What the task requires:
In the forum thread "How I See Florida," what led SifuPhil to think about Florida that day? Answer in one to three sentences.

Text excerpt:
※ ※ ※

# How I See Florida



## SifuPhil (Nov 13, 2013)

Perception is a funny thing, especially when it is fueled by ancient memories and future fantasies. 

I was thinking about Florida today since there's still a little snow from the other day on the leaves here, and I wanted to find a picture that showed what Florida looks like in my mind.

I think I found it.



Likewise, I found the perfect pictures for Pennsylvania ...



... and Australia ...



... those horrible, horrible drop bears! :cower:


----------



## Jillaroo (Nov 13, 2013)

_Oh Phil have you been pinching my profile pictures again_


----------



## SifuPhil (Nov 13, 2013)

Jillaroo said:


> _Oh Phil have you been pinching my profile pictures again_



You have very manly shoulders. 

No disrespect intended.


----------



## Ozarkgal (Nov 13, 2013)

Dallas-Fort Worth

I went from the above to the below.






Arkansas

It takes me less time to get to a town 30 miles from my doorstep now, than it did to get to a store 3 miles away in Texas.  

Keep the vision, Phil!


----------



## Diwundrin (Nov 13, 2013)

This could account for our highish road toll.


----------



## That Guy (Nov 14, 2013)




----------



## SifuPhil (Nov 14, 2013)




----------



## Anne (Nov 14, 2013)

View attachment 3485


----------



## Diwundrin (Nov 14, 2013)

This is how I see Florida.














Of course it isn't Florida, it's the Gold Coast, S.E. Qld.  Close?

Arguably the best climate on the planet.  Unfortunately too many
people think so now.

Don't think we've done a Tourturial on it yet so here's a link to
some nice piccys of the area.

http://goldcoastinfo.net/photos/main.php


----------



## SifuPhil (Nov 14, 2013)

@ Anne: Ugh! Don't remind me!

@Di: It DOES look a bit like Florida, although I'm not sure they have beech forests. But the DROP BEARS, man, the DROP BEARS!!! Imagine them using some of those tall buildings as launch pads - just think of the terrible terminal velocities they achieve!!! :cower:


----------



## rkunsaw (Nov 14, 2013)

http://gma.yahoo.com/blogs/abc-blog...home-150154353--abc-news-topstories.html?vp=1


----------



## Diwundrin (Nov 14, 2013)

※ ※ ※

Given information:
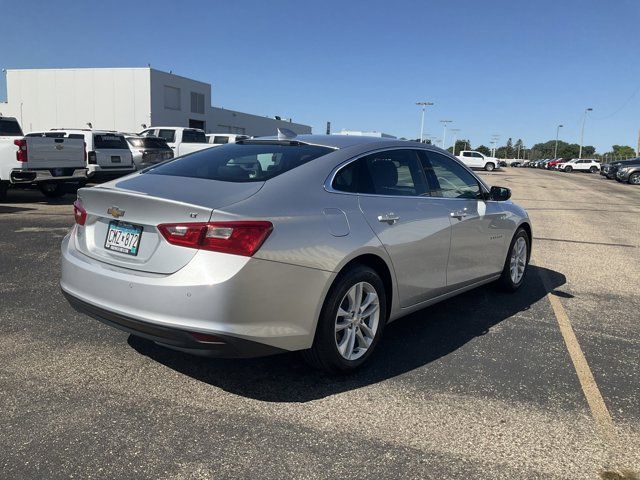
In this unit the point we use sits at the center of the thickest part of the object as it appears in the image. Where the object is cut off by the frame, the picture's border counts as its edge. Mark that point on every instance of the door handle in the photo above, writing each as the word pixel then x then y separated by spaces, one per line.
pixel 460 214
pixel 389 218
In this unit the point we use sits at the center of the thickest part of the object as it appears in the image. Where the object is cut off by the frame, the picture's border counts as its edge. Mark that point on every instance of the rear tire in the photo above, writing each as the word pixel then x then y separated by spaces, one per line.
pixel 517 262
pixel 52 189
pixel 351 322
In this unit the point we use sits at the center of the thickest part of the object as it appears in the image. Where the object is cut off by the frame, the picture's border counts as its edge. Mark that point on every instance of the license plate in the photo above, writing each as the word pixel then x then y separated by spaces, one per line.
pixel 123 237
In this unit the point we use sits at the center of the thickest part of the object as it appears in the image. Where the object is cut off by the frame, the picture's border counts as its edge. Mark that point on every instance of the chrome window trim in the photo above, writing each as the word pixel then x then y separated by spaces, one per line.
pixel 328 184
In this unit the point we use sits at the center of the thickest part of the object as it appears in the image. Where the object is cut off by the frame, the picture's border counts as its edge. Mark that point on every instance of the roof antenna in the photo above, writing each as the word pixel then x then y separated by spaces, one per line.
pixel 286 134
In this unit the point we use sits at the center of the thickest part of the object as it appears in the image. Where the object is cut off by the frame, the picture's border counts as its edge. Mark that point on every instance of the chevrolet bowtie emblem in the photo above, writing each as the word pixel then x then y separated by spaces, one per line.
pixel 115 212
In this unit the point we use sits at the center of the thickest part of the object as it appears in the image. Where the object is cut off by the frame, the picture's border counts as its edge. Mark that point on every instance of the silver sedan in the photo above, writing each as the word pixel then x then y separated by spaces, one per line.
pixel 309 243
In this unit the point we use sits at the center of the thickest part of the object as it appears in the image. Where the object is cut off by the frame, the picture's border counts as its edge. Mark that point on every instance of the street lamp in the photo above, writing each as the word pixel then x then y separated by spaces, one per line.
pixel 555 151
pixel 455 135
pixel 424 105
pixel 584 119
pixel 444 134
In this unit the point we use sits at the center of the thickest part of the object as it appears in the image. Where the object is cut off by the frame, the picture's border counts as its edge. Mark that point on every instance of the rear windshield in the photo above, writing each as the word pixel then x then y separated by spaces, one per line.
pixel 193 136
pixel 109 141
pixel 149 142
pixel 9 128
pixel 241 163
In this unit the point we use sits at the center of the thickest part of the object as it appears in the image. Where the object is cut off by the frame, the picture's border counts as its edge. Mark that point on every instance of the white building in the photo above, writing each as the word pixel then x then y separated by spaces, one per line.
pixel 123 99
pixel 365 133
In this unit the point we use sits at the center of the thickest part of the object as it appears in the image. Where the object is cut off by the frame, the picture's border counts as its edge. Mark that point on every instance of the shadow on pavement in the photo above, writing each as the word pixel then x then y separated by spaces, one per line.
pixel 407 344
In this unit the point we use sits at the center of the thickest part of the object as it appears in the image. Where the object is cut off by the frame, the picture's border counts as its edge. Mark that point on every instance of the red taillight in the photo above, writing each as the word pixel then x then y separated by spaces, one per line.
pixel 21 154
pixel 238 238
pixel 79 212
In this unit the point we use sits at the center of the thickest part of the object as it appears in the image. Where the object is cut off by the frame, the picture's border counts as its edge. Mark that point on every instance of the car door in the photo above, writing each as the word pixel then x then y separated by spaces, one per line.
pixel 480 230
pixel 412 226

※ ※ ※

Full response:
There was still a little snow on the leaves where SifuPhil lives, left from a snowfall the other day.